** START Material provided **

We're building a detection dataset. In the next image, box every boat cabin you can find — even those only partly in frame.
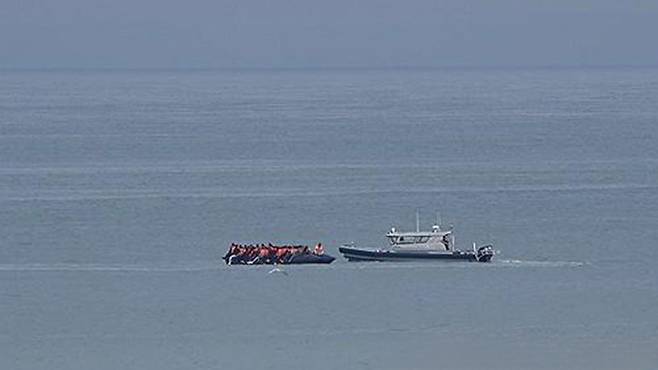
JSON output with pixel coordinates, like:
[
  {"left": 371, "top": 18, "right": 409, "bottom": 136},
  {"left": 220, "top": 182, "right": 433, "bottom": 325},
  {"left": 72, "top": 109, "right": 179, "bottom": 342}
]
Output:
[{"left": 386, "top": 225, "right": 455, "bottom": 253}]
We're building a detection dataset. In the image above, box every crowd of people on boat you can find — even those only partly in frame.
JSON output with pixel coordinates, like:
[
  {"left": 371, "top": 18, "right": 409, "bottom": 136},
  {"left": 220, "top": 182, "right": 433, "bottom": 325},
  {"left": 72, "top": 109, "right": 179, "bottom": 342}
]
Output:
[{"left": 224, "top": 243, "right": 324, "bottom": 265}]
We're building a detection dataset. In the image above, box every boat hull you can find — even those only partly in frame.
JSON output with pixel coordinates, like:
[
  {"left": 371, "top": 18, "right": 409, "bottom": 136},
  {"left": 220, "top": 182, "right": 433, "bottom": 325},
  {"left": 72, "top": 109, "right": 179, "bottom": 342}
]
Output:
[
  {"left": 223, "top": 253, "right": 336, "bottom": 265},
  {"left": 338, "top": 246, "right": 492, "bottom": 262}
]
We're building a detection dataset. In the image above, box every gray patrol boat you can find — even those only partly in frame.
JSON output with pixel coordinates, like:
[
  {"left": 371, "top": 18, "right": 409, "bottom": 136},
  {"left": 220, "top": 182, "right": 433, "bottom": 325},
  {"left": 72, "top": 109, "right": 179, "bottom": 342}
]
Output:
[{"left": 338, "top": 217, "right": 495, "bottom": 262}]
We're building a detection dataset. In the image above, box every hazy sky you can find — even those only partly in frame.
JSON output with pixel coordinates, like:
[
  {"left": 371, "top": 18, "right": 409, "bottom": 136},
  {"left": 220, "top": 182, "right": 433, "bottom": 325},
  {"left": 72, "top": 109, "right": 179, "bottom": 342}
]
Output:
[{"left": 0, "top": 0, "right": 658, "bottom": 68}]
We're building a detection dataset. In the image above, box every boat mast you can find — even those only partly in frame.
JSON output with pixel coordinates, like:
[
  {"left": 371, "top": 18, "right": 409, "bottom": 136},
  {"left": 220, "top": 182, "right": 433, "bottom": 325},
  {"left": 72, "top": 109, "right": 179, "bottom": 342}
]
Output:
[{"left": 416, "top": 210, "right": 420, "bottom": 232}]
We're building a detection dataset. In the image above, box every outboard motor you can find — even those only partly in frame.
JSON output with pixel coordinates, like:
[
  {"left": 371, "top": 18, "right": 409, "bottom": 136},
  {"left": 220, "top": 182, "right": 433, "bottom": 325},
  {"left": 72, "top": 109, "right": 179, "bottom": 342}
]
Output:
[{"left": 475, "top": 244, "right": 496, "bottom": 262}]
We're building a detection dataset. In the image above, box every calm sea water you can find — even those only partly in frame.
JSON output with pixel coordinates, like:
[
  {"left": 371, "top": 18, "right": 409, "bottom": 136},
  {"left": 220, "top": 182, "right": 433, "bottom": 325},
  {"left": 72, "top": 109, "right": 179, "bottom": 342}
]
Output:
[{"left": 0, "top": 69, "right": 658, "bottom": 369}]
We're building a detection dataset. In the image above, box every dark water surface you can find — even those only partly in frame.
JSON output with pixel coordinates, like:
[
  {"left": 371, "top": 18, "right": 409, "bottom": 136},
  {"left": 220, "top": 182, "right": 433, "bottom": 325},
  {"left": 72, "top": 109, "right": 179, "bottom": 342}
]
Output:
[{"left": 0, "top": 69, "right": 658, "bottom": 369}]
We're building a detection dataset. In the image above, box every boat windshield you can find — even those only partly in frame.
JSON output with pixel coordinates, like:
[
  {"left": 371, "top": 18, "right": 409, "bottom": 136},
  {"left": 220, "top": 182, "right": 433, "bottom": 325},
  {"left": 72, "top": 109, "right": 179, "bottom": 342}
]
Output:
[{"left": 388, "top": 236, "right": 430, "bottom": 244}]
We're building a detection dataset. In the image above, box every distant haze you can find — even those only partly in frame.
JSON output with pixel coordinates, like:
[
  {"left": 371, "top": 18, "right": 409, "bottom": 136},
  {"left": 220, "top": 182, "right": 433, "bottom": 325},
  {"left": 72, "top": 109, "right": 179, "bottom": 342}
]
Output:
[{"left": 0, "top": 0, "right": 658, "bottom": 68}]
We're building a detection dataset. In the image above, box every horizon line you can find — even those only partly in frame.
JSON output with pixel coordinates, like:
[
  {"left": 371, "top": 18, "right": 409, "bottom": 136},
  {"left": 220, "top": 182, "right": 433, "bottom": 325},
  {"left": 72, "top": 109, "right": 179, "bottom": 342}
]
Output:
[{"left": 0, "top": 64, "right": 658, "bottom": 72}]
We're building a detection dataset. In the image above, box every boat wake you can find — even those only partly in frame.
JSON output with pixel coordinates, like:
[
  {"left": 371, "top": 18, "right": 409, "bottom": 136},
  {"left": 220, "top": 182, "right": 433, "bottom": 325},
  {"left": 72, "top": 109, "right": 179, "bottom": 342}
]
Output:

** END Material provided **

(Request) Can you reproduce word for word the lines of the data above, from the line containing "every boat wake" through the end of the data, including both ends?

(Reply)
We're building a detection dataset. In the image above, box every boat wake you can find — even those only partly in frame.
JSON output with pixel coordinates, like:
[
  {"left": 371, "top": 18, "right": 409, "bottom": 136},
  {"left": 220, "top": 182, "right": 433, "bottom": 325},
  {"left": 72, "top": 109, "right": 179, "bottom": 342}
]
Output:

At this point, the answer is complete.